** DOCUMENT SEGMENT **
<<<<
Despite its fractious nature and lack of homogeneity, India has done well in rooting itself as a functional democracy and emerging as an economic giant. Pakistan has had a rough ride politically -- swinging between military regimes and elected governments -- but is tasting its share of economic growth. Bound by a common history and torn apart by politics, the countries are yet to find common ground to solve, as we love to call them, "outstanding issues" (read Kashmir, militancy) and have waged wars over them. The hangover from the partition, and the politics that led to it, was a bad one.
Having been born and raised in a free India, I believe the time has come for us to stop swearing at our neighbors and start some housecleaning. It's nation-building time. No surprises when we find that our internal challenges can be far more daunting than external threats.
>>>>
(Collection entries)
<<<<
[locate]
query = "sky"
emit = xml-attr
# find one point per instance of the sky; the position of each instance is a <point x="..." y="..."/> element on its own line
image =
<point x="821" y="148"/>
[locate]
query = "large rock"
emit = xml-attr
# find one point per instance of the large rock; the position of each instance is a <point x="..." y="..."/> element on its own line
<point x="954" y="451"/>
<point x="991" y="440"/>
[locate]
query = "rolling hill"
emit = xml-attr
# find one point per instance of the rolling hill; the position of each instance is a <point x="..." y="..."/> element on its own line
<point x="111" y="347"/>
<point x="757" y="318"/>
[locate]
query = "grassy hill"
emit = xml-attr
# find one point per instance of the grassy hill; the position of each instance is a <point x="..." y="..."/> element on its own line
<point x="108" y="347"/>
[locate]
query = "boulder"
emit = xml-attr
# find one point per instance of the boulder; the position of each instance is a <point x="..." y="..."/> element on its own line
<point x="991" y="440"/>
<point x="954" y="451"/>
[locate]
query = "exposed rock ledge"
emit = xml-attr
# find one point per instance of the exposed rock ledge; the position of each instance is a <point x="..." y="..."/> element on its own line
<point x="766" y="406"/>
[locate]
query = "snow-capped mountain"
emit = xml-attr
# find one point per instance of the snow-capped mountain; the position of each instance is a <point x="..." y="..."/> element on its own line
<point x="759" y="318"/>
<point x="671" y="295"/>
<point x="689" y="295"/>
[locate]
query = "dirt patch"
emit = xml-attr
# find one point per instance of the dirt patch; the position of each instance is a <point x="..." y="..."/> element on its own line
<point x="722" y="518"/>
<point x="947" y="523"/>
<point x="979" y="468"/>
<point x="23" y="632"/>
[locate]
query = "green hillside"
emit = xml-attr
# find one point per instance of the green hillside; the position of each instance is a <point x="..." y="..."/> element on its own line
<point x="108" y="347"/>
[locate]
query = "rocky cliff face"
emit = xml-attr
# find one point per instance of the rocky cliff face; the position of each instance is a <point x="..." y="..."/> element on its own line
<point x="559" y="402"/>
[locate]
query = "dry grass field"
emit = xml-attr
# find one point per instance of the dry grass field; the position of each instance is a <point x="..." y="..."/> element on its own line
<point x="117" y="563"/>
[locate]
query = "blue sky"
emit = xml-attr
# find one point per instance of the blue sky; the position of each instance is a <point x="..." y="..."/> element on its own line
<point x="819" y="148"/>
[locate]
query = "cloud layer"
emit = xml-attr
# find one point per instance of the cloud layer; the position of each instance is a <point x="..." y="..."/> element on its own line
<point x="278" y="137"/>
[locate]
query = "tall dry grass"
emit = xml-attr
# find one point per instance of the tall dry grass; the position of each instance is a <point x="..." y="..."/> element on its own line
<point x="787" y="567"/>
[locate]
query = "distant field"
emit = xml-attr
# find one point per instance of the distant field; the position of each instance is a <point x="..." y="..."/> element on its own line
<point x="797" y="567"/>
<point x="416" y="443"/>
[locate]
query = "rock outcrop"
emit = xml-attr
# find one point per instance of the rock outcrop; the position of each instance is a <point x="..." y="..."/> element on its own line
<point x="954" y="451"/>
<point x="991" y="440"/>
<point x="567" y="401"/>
>>>>
** REQUESTS **
1 - Decide whether each statement below agrees with the passage on India and Pakistan, answering yes or no and quoting the words of the passage that settle it.
(a) Pakistan has moved back and forth between military rule and elected governments.
(b) The writer was born before India was free.
(c) India and Pakistan have found common ground on Kashmir.
2 - In the passage on India and Pakistan, what does the writer say can be far more daunting than external threats?
3 - Continue the passage on India and Pakistan from the point where it ends.

** OUTPUTS **
1 -
(a) Yes: "swinging between military regimes and elected governments"
(b) No: "Having been born and raised in a free India"
(c) No: "the countries are yet to find common ground to solve, as we love to call them, "outstanding issues" (read Kashmir, militancy)"

2 - Internal challenges.

3 -
Both India and Pakistan are at crucial junctures where we need to define clearly our identities as nations. What sets of values define our countries and/or set us apart? How do we want to be recognized? Are our values entrenched clearly enough for the rest of the world to count on us to abide by them when the going gets tough?
PAKISTAN: Muslim Democracy? Secular democracy? Authoritarian? Moderate Islamic State? None of the above? Unlike India, Pakistan has struggled with its political identity. The country has gone from democracy to dictatorship and back so seamlessly that it has left many of us, for who the right to vote is a given, flustered about what the people of the country really want. The confusion begins with founder Muhammed Ali Jinnah's original vision for Pakistan: a secular Muslim-majority nation. In his August 11, 1947 address he had said:
You are free; you are free to go to your temples, you are free to go to your mosques or to any other place or worship in this State of Pakistan. You may belong to any religion or caste or creed that has nothing to do with the business of the State.
But the country didn't quite take the shape of Jinnah's vision. Pakistan's image in the world has been that of an Islamic nation, guided by the religion, while India is viewed to have established the separation of state and religion far more definitively.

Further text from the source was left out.